**REQUIREMENT**
Please copy the following material word for word.

**DATA SUPPLIED**
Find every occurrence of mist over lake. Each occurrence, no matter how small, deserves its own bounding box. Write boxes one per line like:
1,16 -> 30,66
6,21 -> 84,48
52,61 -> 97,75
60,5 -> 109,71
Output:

**THE ANSWER**
Find every occurrence of mist over lake. Each occurrence, no matter how small, deserves its own bounding box. Write boxes one per line like:
1,16 -> 30,66
6,21 -> 84,48
52,61 -> 97,75
60,5 -> 109,71
Output:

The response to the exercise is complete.